=== PAGE ===

The Debtors therefore moved to dismiss the State Court Action on the basis that it was time barred. The Movant responded with her own motion to dismiss on a conditional basis, which the State Court granted on March 22, 2019 (the "Dismissal Order"). The Dismissal Order states that the Movant

may within thirty (30) days following the date of this Order proceed before the United States Bankruptcy Court in and for the Southern District of New York in the Chapter 11 Case of the Great Atlantic & Pacific Tea Company, Inc., et al. (Case No. 15-23007) for declaratory relief as to whether or not the automatic stay had been heretofore effectively lifted with respect to Plaintiff's personal injury claims and, if not heretofore effectively lifted, to obtain an order lifting the stay as to allow Plaintiff to re-file her Complaint against Defendant as may be allowed by Order of the United States Bankruptcy Court and the United States Bankruptcy Code.

Dismissal Order, ¶ 2 (emphasis added).

The Motion thus seeks a determination that (a) notice of the Agreed Order was not effective on February 20, 2018, seven days after notice under the Procedures Order was given as the Debtors and the Insurer claim, but, rather, when the Movant claims notice of the Agreed Order was actually received, a date the Movant contends would put the State Court Action within the limitations period, or (b) a new order lifting the automatic stay.

=== RECORD EXTRACTS ===

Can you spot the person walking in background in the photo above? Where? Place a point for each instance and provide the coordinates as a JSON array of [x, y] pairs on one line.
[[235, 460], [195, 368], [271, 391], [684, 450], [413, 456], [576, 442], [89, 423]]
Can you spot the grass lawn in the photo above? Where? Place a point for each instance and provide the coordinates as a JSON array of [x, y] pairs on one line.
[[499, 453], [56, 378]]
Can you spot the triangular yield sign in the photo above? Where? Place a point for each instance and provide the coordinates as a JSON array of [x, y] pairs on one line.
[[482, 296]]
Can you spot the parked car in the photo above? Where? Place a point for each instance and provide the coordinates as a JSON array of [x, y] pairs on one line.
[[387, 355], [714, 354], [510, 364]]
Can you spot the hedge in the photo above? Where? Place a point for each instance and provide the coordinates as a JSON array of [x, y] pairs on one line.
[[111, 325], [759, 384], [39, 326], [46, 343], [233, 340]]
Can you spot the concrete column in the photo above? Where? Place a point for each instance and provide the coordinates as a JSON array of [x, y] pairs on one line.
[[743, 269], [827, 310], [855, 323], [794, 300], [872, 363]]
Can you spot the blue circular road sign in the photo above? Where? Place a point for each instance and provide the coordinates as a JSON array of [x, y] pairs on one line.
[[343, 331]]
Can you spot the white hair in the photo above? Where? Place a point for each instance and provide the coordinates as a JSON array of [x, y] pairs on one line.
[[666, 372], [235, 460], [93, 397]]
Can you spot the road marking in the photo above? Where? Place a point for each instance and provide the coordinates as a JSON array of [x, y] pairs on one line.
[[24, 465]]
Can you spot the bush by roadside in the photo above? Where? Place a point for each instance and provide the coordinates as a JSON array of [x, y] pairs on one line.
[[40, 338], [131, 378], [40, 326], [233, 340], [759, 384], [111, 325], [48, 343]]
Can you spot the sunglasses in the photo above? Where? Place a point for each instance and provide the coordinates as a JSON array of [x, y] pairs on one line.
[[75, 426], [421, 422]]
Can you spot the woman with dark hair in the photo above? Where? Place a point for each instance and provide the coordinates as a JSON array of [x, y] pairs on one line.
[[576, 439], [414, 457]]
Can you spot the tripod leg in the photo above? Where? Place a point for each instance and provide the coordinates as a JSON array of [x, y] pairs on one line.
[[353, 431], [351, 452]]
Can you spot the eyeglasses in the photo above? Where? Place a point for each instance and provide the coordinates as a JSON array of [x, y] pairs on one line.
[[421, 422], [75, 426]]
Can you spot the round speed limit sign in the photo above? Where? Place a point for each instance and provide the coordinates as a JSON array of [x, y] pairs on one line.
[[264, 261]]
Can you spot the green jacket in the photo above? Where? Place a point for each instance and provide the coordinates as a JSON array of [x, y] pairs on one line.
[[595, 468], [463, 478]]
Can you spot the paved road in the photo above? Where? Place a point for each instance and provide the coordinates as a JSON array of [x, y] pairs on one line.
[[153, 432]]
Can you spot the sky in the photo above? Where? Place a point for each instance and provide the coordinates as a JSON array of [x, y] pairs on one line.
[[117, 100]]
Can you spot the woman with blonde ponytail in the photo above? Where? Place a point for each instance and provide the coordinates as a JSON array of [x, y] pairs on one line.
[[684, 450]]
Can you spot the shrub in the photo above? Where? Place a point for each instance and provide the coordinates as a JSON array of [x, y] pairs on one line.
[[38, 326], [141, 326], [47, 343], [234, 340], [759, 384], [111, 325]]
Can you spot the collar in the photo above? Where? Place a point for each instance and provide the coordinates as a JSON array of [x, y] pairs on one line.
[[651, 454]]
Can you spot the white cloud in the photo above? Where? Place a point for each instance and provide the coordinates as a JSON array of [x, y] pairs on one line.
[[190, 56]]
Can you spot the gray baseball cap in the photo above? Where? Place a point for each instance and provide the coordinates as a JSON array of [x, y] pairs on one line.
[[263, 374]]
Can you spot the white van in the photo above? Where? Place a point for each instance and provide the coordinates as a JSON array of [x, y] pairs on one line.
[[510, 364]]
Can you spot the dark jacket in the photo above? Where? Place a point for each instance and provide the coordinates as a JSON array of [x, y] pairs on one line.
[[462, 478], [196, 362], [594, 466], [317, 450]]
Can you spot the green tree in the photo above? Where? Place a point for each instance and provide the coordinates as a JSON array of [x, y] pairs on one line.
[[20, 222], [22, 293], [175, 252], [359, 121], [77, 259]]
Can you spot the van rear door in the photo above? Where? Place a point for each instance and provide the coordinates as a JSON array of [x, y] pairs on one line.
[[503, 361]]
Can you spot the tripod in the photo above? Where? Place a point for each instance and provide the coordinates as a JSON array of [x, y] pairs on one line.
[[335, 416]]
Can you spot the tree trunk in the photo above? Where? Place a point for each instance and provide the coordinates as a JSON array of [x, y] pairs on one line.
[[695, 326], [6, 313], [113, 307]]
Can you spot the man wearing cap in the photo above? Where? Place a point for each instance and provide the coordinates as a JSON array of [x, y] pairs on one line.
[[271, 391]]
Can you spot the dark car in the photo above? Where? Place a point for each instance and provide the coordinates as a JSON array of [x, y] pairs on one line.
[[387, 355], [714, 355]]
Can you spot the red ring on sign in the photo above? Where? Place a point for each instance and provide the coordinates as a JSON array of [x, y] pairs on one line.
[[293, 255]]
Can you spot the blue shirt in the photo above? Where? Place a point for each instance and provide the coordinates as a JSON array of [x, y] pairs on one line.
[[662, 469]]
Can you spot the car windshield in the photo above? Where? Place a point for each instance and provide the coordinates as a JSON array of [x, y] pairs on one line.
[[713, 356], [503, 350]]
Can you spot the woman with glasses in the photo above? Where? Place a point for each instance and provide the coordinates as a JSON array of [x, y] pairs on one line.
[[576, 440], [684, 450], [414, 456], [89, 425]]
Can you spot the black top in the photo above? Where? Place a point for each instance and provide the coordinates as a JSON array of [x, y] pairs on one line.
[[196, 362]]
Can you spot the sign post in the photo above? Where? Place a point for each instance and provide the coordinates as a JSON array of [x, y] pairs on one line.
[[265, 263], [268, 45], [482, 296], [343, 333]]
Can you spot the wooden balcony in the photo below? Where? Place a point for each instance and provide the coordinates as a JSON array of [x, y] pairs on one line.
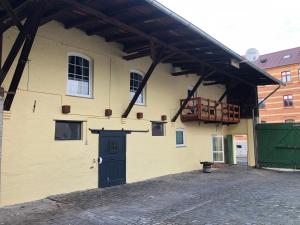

===

COMPLETE THE FOLLOWING:
1. List every order that the excerpt about the automatic stay refers to by a capitalized defined name.
2. Pick up the excerpt about the automatic stay after its final sentence and carry it forward.
The items after the excerpt about the automatic stay are not needed here.

RESPONSES IN ORDER:
1.
Dismissal Order
Agreed Order
Procedures Order

2.
It is conceded that the Movant herself received the Stipulation Notice by regular first-class mail at her home address as stated in the Affidavit of Service, but counsel states that English is not her first language, she did not understand the Notice's relevance, and she did not forward it to him. Affirmation of Thomas J. Romans, Esq., dated April 8, 2019 ("April Romans Aff."), ¶ 14.

Mr. Romans had not filed a notice of appearance on behalf of the Movant before the Stipulation Notice was mailed, Romans Aff. ¶ 7, but the Debtors clearly were aware that he was serving as her counsel, as evidenced by his signature on the Agreed Order, and mailed and e-mailed the Stipulation Notice to him, as well, as confirmed by the Affidavit of Service.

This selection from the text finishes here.